Aim of the task
Print the complete set of entries exactly.

Data in this exercise
----------

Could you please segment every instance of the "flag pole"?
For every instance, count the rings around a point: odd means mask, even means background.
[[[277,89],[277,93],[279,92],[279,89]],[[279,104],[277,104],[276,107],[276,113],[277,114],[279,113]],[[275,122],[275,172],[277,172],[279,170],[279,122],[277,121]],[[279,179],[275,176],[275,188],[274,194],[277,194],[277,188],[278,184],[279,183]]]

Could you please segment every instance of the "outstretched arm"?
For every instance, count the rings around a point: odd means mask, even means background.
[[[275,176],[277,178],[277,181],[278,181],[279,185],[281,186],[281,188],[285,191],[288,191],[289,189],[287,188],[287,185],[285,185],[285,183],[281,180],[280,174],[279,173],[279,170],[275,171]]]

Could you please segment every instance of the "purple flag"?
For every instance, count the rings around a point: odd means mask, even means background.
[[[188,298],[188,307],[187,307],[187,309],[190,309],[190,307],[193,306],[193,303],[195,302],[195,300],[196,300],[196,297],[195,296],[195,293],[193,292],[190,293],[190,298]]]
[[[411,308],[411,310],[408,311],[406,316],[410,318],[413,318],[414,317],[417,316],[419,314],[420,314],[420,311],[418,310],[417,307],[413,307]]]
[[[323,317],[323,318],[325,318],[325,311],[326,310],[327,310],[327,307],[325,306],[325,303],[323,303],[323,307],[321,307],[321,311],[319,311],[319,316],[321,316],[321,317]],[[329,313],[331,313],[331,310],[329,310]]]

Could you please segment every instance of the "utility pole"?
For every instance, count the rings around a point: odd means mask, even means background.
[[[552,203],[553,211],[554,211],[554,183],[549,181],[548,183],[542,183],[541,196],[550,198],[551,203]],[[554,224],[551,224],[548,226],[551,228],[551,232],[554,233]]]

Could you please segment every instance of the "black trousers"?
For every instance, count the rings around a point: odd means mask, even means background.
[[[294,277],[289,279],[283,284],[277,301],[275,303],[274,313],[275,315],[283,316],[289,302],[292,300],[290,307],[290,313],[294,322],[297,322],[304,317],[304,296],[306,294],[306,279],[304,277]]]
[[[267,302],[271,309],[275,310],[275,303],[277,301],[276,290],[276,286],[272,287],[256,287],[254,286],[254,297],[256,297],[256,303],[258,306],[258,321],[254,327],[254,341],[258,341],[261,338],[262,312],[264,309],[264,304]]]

----------

Complete response
Could you please segment every instance of the "flag pole"?
For every instance, count the rings around a point: odd means mask, even means background.
[[[277,89],[277,93],[279,92],[279,89]],[[279,104],[277,104],[276,107],[276,113],[277,114],[279,113]],[[275,122],[275,172],[277,172],[279,170],[279,122],[277,121]],[[279,179],[275,176],[275,188],[274,194],[277,194],[277,188],[278,184],[279,183]]]

Could you please segment every instance of the "outstretched arm"?
For every instance, count the rings around a point: odd means mask, even means background.
[[[275,176],[277,178],[277,181],[278,181],[279,185],[281,186],[281,188],[285,191],[288,191],[289,189],[287,188],[287,185],[285,185],[285,183],[281,180],[280,174],[279,173],[279,170],[275,171]]]

Could you please segment every instance of the "purple flag"?
For every instance, count the rings around a point: odd means mask, even means background.
[[[188,298],[188,307],[187,307],[187,309],[190,309],[190,307],[193,306],[193,303],[195,302],[195,300],[196,300],[196,297],[195,296],[195,293],[193,292],[190,293],[190,298]]]
[[[411,308],[411,310],[408,311],[406,316],[410,318],[413,318],[414,317],[417,316],[419,314],[420,314],[420,311],[418,310],[417,307],[413,307]]]
[[[323,317],[323,318],[325,318],[325,311],[326,310],[327,310],[327,307],[325,306],[325,303],[323,303],[323,307],[321,307],[321,311],[319,311],[319,316],[321,316],[321,317]],[[329,313],[331,313],[331,310],[329,310]]]

Could you please segment every instance of the "utility pole"?
For every instance, count the rings around a point: odd means mask, even means background.
[[[552,203],[553,211],[554,211],[554,183],[549,181],[548,183],[542,183],[541,196],[550,198],[551,203]],[[554,224],[551,224],[548,226],[551,228],[551,232],[554,233]]]

Could you please segment every instance of the "black trousers"?
For every instance, count the rings around a point: odd means mask, even means background.
[[[294,277],[289,279],[283,284],[277,301],[275,303],[274,313],[275,315],[283,316],[289,302],[292,300],[290,307],[290,313],[294,322],[297,322],[304,317],[304,296],[306,294],[306,279],[304,277]]]
[[[267,302],[271,309],[275,310],[275,303],[277,301],[276,290],[276,286],[272,287],[256,287],[254,286],[254,297],[256,297],[256,303],[258,306],[258,321],[254,327],[254,341],[258,341],[261,338],[262,312],[264,309],[264,304]]]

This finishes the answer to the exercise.